**Task brief**. Locate every line below that contains the word "cushion" and copy each one.

┌─ Records

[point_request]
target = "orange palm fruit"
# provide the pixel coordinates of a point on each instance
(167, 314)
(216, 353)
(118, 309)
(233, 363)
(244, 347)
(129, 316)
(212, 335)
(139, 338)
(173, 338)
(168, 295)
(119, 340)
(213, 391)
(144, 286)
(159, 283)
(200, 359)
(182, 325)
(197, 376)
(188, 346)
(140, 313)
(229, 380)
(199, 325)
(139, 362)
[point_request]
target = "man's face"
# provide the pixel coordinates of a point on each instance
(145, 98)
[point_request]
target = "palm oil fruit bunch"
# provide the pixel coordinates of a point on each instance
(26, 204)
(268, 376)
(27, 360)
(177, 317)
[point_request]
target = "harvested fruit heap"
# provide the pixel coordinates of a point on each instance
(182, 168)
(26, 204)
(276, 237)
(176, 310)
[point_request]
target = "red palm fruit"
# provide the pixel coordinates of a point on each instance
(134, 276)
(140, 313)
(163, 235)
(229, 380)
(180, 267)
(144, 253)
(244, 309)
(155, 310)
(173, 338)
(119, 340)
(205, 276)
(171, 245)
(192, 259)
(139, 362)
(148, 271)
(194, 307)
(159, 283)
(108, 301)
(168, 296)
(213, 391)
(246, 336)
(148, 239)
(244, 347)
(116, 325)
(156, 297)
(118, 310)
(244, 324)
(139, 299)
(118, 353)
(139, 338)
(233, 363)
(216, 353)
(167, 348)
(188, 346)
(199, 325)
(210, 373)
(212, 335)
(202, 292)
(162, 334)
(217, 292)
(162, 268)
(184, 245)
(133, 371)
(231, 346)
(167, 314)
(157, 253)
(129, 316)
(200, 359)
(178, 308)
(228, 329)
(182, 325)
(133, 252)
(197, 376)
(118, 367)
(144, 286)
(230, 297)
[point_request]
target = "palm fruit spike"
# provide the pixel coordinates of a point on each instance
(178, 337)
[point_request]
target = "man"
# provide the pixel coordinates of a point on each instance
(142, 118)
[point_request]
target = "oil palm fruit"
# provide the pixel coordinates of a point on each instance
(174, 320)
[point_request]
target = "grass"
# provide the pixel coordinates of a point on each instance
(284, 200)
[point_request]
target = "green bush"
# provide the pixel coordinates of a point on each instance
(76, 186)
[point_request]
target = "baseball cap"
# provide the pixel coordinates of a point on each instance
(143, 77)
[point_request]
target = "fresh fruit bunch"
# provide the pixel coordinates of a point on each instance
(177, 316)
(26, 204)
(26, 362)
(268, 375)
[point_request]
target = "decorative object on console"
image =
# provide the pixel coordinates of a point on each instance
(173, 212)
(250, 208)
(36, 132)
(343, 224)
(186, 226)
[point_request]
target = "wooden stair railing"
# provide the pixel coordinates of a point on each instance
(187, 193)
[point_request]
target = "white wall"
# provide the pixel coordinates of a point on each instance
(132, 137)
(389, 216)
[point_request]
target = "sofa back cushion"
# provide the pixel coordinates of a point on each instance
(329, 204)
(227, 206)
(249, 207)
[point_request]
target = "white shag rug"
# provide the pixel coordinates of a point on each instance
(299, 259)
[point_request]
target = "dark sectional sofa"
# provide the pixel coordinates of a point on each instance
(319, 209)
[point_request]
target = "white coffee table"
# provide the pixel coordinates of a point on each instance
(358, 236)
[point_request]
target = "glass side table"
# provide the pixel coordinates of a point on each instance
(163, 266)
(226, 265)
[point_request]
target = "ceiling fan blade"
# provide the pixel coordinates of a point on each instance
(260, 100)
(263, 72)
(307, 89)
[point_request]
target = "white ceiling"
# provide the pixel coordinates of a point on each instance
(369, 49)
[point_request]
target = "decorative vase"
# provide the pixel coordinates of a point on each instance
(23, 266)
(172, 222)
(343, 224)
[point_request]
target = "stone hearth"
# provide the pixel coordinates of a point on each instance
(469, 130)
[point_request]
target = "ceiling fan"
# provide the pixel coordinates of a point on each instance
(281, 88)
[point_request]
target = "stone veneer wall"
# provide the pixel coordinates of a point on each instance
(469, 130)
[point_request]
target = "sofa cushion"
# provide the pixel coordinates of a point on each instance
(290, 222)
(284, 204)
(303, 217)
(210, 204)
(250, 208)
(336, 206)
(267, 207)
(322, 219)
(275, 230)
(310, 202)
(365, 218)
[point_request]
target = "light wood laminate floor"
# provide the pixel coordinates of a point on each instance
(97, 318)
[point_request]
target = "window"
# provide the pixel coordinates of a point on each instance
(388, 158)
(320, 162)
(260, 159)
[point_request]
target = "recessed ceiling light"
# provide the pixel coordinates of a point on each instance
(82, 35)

└─

**Answer to this task**.
target = "sofa back cushion"
target = "sofa cushion"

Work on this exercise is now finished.